◆ **Study questions**
(1) In the LabVIEW radiation measurement text, which DAQ card receives the pulse from the Scintillator detector?
(2) Extend the LabVIEW radiation measurement text, picking up right after its final sentence.

Radiation detection and measurement is necessary for a wide variety of people working with radiation in two ways. First, they need to know basic concepts of radiation effects to handle radioactive materials safely and secondly to make research in any field related with radiation. The equipments and laboratory setup needed for radioactivity measurement are expensive and difficult to assemble due to the large variety of the type of experiments that are desirable to cover. First of all, in a basic laboratory, one needs to have gamma, beta, alpha and neutron sources, at least one detector to detect each type of radiation and other supplemental instrumentation to perform experiments. Furthermore shielding and a private secured place are needed to protect people from the effect of these radioactive sources. Nearly two hundred thousand dollars is needed to construct such a basic laboratory described as above. This project based on LabView is a good, inexpensive and easy to use solution for Radiation Detection and Measurement in the industries, power plants, hospitals or in laboratories.
The whole process can be subdivided into four basic blocks: First of all, the radio activity of particles is measured by a Scintillator detector. Every radio-active particle radiate energy. One needs to convert this energy into voltage in order to detect the radio activity. For this purpose Scintillator detector is used. It gives us pulses which is a function of radioactivity of that particle. Radio activity is a function of the pulse genereted by the particle. The more pulse a particle generates at a given time the more radio active the particle is. For example, if particle A gives 10 pulses in 1 hour and particle B gives 1000 pulses in 1 hour, then particle B is 100 times more radio active than particle A.
The pulse from Scintillator detector is then connected to DAQ card NI USB 6341, which is installed in our PC. After that LabVIEW programme is used to make interface between DAQ card and PC to measure radio activity. It measures the pulses for peak. Then it counts the number of peaks for a given time and stores it in the PC. The radio activity of a material is propotional to the number of pulses it generates at a given time. Then recorded radio activity data can be observed at a given month from LabView code and it can also be stored in the PC.
LabVIEW- Laboratory Virtual Instrumentation Engineering Workbench
DAQ- Data Acquisition
MCA- Multi Channel Analyzer
SCA- Single Channel Analyzer
QDE- Quantum detection efficiency
PET- Position Emission Tomography
PMT- Photomultiplier Tube
PHA- Pulse height spectroscopy
FWHM- Full width at half maximum
VI- Virtual instruments
USB- Universal Serial Bus
HV- High Voltage
ADC- Analog to Digital Converter
NI- National Instrument
PCI- Peripheral Component Interconnect
PXI- PCI Extensions for Instrumentation
RTSI- Real Time System Integration
LabVIEW, DAQ cards, radio activity, Scintillation detector
To conclude, an inexpensive and easy to use simulation environment for Radiation Detection and Measurement is implemented in our project. Most commonly used detectors, sources and additional instrumentation are modeled in an extensible way. Also the computer resource requirements are kept so low that with a modern personal home computer, one can use this Labview based software efficiently. So the general cost of the necessary detection & measurement is lowered to a computer price, which is easily affordable in the current century. Additionally, in Labview’s virtual window one can setup experiments which may be impossible to construct in real life. Furthermore, it creates a safe environment for the student, since there is no real radiation risk and also no possible damage risk to the expensive instruments, while learning radiation detection and measurement.

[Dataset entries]
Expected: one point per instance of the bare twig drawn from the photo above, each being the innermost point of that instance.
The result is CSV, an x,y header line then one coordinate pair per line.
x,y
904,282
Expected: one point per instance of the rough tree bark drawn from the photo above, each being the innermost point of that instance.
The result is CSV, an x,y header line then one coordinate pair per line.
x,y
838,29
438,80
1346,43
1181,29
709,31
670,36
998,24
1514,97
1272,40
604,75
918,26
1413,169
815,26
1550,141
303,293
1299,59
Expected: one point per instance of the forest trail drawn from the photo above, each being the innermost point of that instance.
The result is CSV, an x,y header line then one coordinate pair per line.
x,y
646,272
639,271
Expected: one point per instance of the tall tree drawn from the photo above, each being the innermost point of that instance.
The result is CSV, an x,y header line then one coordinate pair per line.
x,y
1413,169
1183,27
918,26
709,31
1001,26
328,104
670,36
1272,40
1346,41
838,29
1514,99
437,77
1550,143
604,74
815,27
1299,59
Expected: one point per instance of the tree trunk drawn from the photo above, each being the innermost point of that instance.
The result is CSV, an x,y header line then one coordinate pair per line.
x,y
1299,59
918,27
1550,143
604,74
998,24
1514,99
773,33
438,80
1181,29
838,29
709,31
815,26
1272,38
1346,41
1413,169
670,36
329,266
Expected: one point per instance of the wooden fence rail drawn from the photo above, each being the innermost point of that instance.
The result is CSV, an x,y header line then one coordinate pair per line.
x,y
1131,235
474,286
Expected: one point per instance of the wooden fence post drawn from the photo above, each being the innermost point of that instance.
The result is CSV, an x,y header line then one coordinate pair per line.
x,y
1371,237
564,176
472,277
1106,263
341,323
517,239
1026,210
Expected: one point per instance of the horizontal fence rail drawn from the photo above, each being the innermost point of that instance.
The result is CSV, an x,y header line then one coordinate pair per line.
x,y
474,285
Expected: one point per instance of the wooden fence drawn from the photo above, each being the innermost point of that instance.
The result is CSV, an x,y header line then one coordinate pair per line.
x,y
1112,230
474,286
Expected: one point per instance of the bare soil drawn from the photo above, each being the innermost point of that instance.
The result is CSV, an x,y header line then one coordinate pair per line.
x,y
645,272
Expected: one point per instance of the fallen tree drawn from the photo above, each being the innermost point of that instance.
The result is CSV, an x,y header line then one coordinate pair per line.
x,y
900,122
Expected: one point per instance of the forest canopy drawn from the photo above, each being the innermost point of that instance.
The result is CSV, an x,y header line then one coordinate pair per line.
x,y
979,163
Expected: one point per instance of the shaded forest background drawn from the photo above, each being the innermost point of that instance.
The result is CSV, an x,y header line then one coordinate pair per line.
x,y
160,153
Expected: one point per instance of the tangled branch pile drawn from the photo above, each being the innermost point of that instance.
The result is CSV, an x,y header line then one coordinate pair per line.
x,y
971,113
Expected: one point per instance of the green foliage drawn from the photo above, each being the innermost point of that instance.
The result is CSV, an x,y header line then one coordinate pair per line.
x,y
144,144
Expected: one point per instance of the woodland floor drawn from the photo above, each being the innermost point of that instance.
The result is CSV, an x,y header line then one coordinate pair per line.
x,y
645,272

◆ **Task-by-task answers**
(1) The NI USB 6341 DAQ card.

(2)
Major Problems Faced:
i. Our LabVIEW code does not work at very high frequency, because of the resolution limit of NI 6341 DAQ card. This issue can be solved by using high resolution DAQ card.
ii. We did not use any noise removal hardware. So because of the external noise, results can be varied a little bit. It can be resolved by using noise removal circuitry between scintillator detector and NI DAQ card.
Since this Labview based software is not developed with a professional team of developers and is quite new to this field, there are some bugs to be fixed. However currently it is operational and usable and will be developed in near future for more accuracy and to make it more user friendly. Neutron activation analysis is used to determine the concentrations, ingredients of a known or unknown material. This requires a nuclear reactor available to irradiate the sample and a radiation detection laboratory to analyze. Furthermore while during such an experiment the experimenter needs to predict the activity of the sample after irradiation. So the neutron activation analysis and spectroscopy module will be added to this in order to enable activity, dose and spectrum prediction and also simulation, prior to neutron activation experiments. Thus, the experimenter will be able to make changes before irradiating materials to get the best results needed. We are also looking forward to make the project an on-line monitoring system in near future.